> _Artículo_
“La fuerza, aunque se resistan a verlo los bienpensantes, proporciona la coerción final por medio de la cual toda sociedad establecida se protege de los enemigos del orden, tanto internos como externos.” (p. 382)
96. La Máscara del Mando: Un Estudio sobre el Liderazgo – John Keegan
Tremenda frase para un hombre que se identificaba como pacifista. Alguien que también defendería la necesidad de pelear ciertas guerras: Keegan. El historiador inglés: John Keegan. El lord. Primero académico, luego periodista. Un clásico. Un autor de referencia. Prolífico autor, profesor de academias militares y de universidades de renombre internacional. Su obra, de docenas de títulos, cuenta con libros sobre guerras, habla de batallas, soldados, generales, y profundiza en personajes dentro de este capítulo oscuro de la historia que tantos libros tiene dedicados: la Guerra.
“Aquel que conduce hombres a la guerra solo puede mostrarse ante sus subordinados a través de una máscara, una máscara que deberá confeccionar para sí mismo, pero de tal forma que lo identifique ante los hombres de su época y su lugar como el líder que quieren y necesitan.” (p. 22-23)
La Máscara del Mando es transversal a todos estos episodios de la humanidad, sin ser un estudio de la guerra. Es, más bien, un libro sobre esos que llevan a y dirigen las guerras -hombres, siempre hombres. El proyecto es adentrarse en el liderazgo. Él lo hace concentrándose en la figura del héroe militar. Arranca con un caso arquetípico: Alejandro. Así como Augusto hizo a los emperadores, el Macedonio puso los cimientos sobre los cuales líderes políticos y militares que le han seguido han obrado: todos los imperativos de los que hablará Keegan a lo largo de su ágilmente escrita obra, los improvisó Alejandro. ¡Hasta los crespos se los replicarían durante siglos! Hasta el mismísimo Octaviano, el primer emperador, le replicaría.
“Su terrible legado (el de Alejandro magno) fue ennoblecer el salvajismo en nombre de la gloria y dejar un modelo de mando que demasiados hombres ambiciosos intentarían emular en los siglos futuros.” (p. 117)
Keegan escogerá a cuatro líderes disímiles para profundizar en diversos estilos de liderazgo y ponderar su éxito: Alejandro Magno, el Duque de Wellington, Ulysses S. Grant y Adolf Hitler. Sí, qué salto de siglos tan vasto el que hay entre el primer y el segundo militar, pero mal que bien en esos milenios fue poco lo que la vida varió; y, despu´és cambi´o mucho en muy poco. Sin embargo, muchos podrían argüir que durante esos siglos entre Alejandro y Wellington poco o nada cambiaba la vida de una generación a la siguiente. Bueno, ya hacia final de la Edad Media aparecerían las armas de fuego -sin estrías primero- y se terminó unificando el planeta en un solo sistema mundo cada vez más pequeño gracias al viento, el carbón y el petróleo.

> _Material mostrado_
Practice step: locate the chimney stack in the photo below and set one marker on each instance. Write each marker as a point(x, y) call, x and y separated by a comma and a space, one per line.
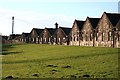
point(56, 25)
point(12, 24)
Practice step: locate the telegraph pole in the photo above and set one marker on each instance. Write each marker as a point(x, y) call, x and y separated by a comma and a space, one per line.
point(13, 25)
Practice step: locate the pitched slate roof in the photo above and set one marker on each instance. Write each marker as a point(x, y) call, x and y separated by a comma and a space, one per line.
point(66, 30)
point(94, 21)
point(25, 34)
point(113, 17)
point(51, 30)
point(38, 31)
point(80, 24)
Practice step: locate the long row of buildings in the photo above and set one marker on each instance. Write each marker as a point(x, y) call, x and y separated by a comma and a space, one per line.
point(98, 32)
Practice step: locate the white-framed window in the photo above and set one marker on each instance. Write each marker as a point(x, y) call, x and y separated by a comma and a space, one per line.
point(49, 40)
point(103, 36)
point(45, 39)
point(59, 39)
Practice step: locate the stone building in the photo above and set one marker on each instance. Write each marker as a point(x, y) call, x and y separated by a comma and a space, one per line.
point(35, 35)
point(88, 31)
point(25, 37)
point(61, 36)
point(108, 30)
point(75, 34)
point(47, 35)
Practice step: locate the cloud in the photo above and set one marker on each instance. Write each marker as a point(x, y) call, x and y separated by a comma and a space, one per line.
point(26, 20)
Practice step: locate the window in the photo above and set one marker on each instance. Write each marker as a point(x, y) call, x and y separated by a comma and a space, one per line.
point(49, 40)
point(109, 36)
point(118, 37)
point(91, 37)
point(45, 39)
point(73, 38)
point(86, 37)
point(59, 39)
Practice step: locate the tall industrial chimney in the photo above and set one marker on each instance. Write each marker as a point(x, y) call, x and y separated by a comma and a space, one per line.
point(13, 25)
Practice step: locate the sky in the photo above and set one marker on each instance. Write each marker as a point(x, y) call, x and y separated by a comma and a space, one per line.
point(30, 14)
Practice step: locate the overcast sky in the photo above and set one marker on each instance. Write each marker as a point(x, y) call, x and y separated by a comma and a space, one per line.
point(40, 14)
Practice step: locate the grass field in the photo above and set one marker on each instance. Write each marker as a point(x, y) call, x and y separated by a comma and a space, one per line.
point(55, 61)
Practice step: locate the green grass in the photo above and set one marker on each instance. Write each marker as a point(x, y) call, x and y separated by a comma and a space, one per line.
point(25, 60)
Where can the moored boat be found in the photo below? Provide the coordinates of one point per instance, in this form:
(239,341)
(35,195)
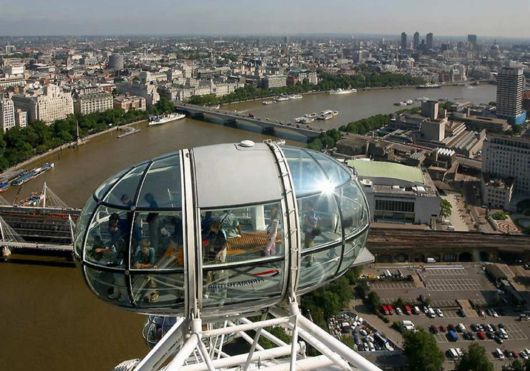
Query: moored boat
(159,120)
(342,91)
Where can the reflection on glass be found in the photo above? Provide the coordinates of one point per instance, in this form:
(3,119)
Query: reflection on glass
(161,232)
(351,250)
(151,290)
(124,191)
(161,187)
(242,234)
(107,238)
(337,173)
(107,184)
(307,176)
(108,285)
(242,284)
(353,207)
(319,266)
(82,223)
(320,220)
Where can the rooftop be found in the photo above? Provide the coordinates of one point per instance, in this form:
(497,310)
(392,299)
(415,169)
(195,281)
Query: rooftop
(381,169)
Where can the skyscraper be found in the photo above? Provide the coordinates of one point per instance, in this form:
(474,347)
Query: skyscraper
(510,82)
(416,40)
(403,40)
(7,114)
(472,40)
(429,40)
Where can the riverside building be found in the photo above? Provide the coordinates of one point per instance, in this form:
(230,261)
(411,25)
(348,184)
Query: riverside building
(506,159)
(48,107)
(510,83)
(7,114)
(93,102)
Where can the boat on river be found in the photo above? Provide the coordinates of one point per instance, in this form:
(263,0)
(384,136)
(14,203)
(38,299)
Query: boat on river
(428,86)
(342,91)
(27,175)
(162,119)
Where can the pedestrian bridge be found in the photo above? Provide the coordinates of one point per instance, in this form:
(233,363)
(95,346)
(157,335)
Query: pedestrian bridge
(245,121)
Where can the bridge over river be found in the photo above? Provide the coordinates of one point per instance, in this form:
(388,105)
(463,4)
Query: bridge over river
(246,121)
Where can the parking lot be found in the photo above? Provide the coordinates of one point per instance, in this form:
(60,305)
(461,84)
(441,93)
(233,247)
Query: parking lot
(445,287)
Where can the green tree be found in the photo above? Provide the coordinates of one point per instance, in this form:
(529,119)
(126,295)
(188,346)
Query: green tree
(374,300)
(474,359)
(445,208)
(421,351)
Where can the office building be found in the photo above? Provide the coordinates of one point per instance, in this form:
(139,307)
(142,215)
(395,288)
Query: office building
(510,83)
(403,40)
(21,118)
(48,107)
(397,192)
(128,102)
(416,40)
(93,102)
(274,81)
(506,158)
(7,114)
(116,62)
(472,41)
(429,41)
(433,130)
(430,109)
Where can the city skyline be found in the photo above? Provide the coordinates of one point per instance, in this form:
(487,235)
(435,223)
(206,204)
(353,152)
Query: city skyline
(58,17)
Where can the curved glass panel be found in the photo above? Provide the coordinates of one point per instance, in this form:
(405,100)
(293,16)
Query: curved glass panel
(337,173)
(107,237)
(108,285)
(158,290)
(353,207)
(82,223)
(159,241)
(307,176)
(242,284)
(319,220)
(161,187)
(319,266)
(242,234)
(124,191)
(107,184)
(351,250)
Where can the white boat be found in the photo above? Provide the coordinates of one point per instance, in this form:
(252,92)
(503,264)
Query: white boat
(342,91)
(304,120)
(325,115)
(159,120)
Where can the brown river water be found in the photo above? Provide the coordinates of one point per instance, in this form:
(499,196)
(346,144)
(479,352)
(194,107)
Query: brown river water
(51,321)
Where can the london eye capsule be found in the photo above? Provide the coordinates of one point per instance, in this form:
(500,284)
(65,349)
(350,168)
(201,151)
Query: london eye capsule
(222,230)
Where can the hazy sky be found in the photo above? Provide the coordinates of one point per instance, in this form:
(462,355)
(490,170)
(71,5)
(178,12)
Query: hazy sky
(96,17)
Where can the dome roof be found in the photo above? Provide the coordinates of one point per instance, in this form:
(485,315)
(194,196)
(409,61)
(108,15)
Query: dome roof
(220,228)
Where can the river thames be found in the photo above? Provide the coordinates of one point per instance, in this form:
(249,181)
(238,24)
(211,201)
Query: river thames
(51,320)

> _Ejercicio escrito_
Sustituye "disímiles" por "distintos" y copia, por favor, el fragmento del artículo desde "Keegan escogerá a" hasta "y el petróleo.", ambos incluidos.

> _Respuesta completa_
Keegan escogerá a cuatro líderes distintos para profundizar en diversos estilos de liderazgo y ponderar su éxito: Alejandro Magno, el Duque de Wellington, Ulysses S. Grant y Adolf Hitler. Sí, qué salto de siglos tan vasto el que hay entre el primer y el segundo militar, pero mal que bien en esos milenios fue poco lo que la vida varió; y, despu´és cambi´o mucho en muy poco. Sin embargo, muchos podrían argüir que durante esos siglos entre Alejandro y Wellington poco o nada cambiaba la vida de una generación a la siguiente. Bueno, ya hacia final de la Edad Media aparecerían las armas de fuego -sin estrías primero- y se terminó unificando el planeta en un solo sistema mundo cada vez más pequeño gracias al viento, el carbón y el petróleo.